Please reproduce the data below exactly, from the first line to the last.

** Opening Records block **

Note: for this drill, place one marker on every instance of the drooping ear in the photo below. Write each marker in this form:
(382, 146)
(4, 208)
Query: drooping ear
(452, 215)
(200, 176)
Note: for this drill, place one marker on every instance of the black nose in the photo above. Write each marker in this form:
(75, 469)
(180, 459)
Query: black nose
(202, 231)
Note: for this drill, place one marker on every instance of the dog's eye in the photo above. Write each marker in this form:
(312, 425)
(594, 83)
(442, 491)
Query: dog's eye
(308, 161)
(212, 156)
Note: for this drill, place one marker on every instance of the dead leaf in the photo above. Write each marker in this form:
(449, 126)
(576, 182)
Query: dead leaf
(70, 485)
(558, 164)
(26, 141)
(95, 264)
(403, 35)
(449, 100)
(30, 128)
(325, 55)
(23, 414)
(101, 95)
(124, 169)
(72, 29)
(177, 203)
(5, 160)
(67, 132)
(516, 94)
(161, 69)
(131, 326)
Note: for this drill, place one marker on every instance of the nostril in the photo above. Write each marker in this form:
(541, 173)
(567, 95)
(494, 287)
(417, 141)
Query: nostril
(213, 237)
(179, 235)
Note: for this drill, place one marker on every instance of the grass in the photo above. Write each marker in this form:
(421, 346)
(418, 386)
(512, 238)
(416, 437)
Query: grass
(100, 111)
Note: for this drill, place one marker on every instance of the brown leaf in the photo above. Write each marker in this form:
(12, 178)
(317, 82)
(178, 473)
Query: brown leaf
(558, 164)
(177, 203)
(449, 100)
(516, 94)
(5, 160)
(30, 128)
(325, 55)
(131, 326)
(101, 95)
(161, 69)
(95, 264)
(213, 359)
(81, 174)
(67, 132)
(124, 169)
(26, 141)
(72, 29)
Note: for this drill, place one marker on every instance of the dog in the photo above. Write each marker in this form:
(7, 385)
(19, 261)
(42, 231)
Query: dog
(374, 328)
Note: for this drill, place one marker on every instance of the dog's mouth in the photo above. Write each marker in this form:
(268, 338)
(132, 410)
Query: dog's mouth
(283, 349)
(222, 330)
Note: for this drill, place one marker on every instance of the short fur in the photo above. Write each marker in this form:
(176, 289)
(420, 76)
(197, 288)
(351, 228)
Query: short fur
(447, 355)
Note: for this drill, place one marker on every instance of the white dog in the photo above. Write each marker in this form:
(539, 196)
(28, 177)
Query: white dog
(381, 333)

** Closing Records block **

### Response to this task
Note: for this drill, place one marker on every instance of the drooping ear in the photo below. Write each marker in this form:
(382, 146)
(4, 208)
Query: drooping ear
(452, 215)
(200, 176)
Note: for this drill, place one marker on every instance of the black nose in the photo above. Write each marker in this form:
(75, 469)
(180, 459)
Query: black nose
(202, 231)
Note: for this drill, place one marker on every instance of the dog's eye in the photo above. Write each marker in this form:
(312, 425)
(594, 83)
(442, 491)
Query: dog's eye
(308, 161)
(212, 156)
Note: for this drill, place one marker on every instance of the dead leaf in the photo above. Write each marker in this form:
(449, 126)
(576, 182)
Query: dead leaf
(70, 485)
(558, 164)
(26, 141)
(95, 264)
(403, 35)
(449, 100)
(30, 128)
(325, 55)
(23, 414)
(101, 95)
(124, 169)
(72, 29)
(177, 203)
(5, 160)
(67, 132)
(516, 94)
(161, 69)
(131, 326)
Note: for this drill, place one marker on every instance of the nostril in the photo above. Write each marker in this form:
(541, 173)
(567, 95)
(494, 287)
(417, 141)
Query: nostril
(213, 237)
(179, 235)
Note: for this drill, place one marker on every instance of the grass in the photo above. Write each marker in this form:
(421, 346)
(418, 386)
(512, 238)
(416, 437)
Query: grass
(100, 111)
Note: for this drill, place one marker on every instance of the brown leaf in the photo above. Write each marker in this form:
(12, 178)
(317, 82)
(178, 473)
Query: brown leaf
(558, 164)
(177, 203)
(449, 100)
(516, 94)
(5, 160)
(30, 128)
(325, 55)
(131, 326)
(101, 95)
(161, 69)
(95, 264)
(213, 359)
(81, 174)
(67, 132)
(124, 169)
(26, 141)
(72, 29)
Note: for this drill, place one marker on every instance of the dog in the photo above. Write each marker in this form:
(7, 385)
(19, 261)
(42, 231)
Query: dog
(374, 328)
Note: for this drill, place one marker on every instance of the dog's mouth in the photo above. Write each marker in this form:
(268, 338)
(132, 410)
Query: dog's mouth
(283, 349)
(222, 330)
Note: for this drill, place one marker on every instance of the short fur in the photo above. Write each marker in this form:
(176, 289)
(420, 76)
(197, 288)
(351, 228)
Query: short fur
(447, 355)
Note: for this drill, place one marker on every instance of the white dog in the photo above. Write each marker in this form:
(539, 196)
(28, 177)
Query: white dog
(381, 333)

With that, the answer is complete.